§ Exercise
From the line with "Where can you spot the sunny" through the final line below, restate each line word for word and return nothing else.

§ Data
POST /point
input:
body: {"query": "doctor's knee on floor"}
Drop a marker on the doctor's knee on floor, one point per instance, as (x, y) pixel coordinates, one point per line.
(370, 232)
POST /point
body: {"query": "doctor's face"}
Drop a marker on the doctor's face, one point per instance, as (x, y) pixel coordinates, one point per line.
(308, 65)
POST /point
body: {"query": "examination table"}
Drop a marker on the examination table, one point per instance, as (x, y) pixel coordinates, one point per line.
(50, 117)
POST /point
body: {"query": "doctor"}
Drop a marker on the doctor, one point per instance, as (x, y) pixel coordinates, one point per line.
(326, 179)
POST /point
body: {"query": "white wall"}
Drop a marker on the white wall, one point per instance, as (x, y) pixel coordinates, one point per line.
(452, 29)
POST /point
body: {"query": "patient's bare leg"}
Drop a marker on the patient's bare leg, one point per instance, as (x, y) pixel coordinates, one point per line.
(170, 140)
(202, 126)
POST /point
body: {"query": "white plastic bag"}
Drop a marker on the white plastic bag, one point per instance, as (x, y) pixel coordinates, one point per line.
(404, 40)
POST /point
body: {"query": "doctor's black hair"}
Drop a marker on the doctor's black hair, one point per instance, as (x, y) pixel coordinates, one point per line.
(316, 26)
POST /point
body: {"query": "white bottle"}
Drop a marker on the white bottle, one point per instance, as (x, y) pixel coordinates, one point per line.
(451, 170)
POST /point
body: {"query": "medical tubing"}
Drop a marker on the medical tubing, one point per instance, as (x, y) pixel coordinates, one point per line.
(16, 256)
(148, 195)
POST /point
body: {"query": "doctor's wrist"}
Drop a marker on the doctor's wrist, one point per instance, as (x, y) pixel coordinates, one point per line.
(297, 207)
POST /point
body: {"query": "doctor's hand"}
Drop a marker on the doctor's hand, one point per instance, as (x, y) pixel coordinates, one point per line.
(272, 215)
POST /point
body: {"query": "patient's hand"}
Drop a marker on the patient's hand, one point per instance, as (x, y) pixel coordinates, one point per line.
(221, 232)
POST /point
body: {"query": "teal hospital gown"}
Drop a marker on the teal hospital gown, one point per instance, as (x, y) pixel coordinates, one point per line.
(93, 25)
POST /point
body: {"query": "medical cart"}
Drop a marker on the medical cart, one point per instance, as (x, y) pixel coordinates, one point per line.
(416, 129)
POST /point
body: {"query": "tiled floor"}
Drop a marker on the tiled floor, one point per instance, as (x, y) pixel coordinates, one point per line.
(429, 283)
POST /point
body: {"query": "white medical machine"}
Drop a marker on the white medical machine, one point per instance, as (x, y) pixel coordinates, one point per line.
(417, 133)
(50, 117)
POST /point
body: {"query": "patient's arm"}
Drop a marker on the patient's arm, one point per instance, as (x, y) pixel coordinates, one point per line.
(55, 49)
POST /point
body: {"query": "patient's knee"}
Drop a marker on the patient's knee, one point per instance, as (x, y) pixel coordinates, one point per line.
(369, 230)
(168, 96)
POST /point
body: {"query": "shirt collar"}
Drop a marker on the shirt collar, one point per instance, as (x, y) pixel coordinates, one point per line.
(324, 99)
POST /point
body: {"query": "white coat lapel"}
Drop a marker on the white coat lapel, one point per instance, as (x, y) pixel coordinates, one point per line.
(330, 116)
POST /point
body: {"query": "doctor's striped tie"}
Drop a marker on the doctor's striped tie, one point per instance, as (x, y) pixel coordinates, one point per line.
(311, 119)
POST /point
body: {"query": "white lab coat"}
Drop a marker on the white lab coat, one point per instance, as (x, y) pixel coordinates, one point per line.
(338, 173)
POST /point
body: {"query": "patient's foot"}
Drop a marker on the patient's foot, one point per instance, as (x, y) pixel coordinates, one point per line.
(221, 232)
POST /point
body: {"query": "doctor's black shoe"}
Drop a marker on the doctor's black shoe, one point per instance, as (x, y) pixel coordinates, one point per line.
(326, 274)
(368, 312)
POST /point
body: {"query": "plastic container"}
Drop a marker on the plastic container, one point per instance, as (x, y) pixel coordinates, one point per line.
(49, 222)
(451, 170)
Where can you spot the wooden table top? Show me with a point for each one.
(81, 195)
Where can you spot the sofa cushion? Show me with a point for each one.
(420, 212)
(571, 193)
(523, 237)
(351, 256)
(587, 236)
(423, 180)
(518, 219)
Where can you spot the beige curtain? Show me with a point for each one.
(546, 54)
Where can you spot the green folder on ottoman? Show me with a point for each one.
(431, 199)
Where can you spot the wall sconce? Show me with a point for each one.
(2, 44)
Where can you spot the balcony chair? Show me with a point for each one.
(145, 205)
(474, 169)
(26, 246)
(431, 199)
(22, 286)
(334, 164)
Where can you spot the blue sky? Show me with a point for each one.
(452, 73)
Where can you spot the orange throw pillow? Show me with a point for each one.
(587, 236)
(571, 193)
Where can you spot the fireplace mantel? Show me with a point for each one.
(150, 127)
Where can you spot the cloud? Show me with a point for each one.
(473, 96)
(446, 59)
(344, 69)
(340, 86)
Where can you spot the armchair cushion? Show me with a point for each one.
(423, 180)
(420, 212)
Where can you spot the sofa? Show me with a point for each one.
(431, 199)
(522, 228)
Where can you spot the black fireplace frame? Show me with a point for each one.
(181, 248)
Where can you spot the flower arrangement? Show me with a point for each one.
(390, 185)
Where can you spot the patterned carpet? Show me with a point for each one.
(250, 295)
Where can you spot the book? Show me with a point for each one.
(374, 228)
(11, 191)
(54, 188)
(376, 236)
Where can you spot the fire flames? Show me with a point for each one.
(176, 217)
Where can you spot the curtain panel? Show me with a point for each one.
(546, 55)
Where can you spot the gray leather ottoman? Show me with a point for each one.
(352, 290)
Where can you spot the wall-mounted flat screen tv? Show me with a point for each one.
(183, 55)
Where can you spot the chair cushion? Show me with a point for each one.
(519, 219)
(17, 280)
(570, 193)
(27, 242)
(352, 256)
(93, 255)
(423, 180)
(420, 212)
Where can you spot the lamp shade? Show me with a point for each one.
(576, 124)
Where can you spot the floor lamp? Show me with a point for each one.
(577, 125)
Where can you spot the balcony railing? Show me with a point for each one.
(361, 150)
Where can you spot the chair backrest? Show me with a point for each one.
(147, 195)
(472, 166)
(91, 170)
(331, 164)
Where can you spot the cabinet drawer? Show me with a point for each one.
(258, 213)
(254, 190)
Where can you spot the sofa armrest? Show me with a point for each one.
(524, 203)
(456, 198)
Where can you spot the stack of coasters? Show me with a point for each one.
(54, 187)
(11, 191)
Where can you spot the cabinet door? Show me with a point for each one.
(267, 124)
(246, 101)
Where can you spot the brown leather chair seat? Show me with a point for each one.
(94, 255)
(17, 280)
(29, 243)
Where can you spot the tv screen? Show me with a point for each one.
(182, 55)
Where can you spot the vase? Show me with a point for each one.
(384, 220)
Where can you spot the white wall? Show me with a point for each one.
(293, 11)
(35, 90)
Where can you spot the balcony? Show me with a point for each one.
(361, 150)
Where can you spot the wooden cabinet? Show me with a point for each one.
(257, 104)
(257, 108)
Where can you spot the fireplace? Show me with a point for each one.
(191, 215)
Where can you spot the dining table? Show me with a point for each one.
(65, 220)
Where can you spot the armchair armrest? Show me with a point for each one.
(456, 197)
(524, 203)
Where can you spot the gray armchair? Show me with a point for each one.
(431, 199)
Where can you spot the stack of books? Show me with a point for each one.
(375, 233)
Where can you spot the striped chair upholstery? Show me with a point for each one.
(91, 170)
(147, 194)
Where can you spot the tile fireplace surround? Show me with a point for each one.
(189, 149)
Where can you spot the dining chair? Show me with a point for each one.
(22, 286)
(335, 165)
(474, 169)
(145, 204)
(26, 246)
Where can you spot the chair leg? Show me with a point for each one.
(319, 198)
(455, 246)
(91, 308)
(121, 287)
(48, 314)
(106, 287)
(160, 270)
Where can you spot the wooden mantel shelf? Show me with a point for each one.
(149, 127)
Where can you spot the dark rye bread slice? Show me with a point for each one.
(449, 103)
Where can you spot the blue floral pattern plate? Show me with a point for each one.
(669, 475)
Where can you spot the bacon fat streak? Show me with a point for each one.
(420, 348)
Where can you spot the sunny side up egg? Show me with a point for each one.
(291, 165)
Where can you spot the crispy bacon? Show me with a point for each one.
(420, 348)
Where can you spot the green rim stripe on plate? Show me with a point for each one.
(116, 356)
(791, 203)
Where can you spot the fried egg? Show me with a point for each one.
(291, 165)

§ Exercise solution
Where can you spot the sunny side up egg? Show me with a point for each one.
(291, 165)
Where can you spot the crispy bacon? Show me with a point for each one.
(420, 348)
Where can you spot the green rim stripe on plate? Show me with a point for each one.
(116, 356)
(791, 203)
Where can you spot the fried egg? Show me with a point for each one.
(291, 165)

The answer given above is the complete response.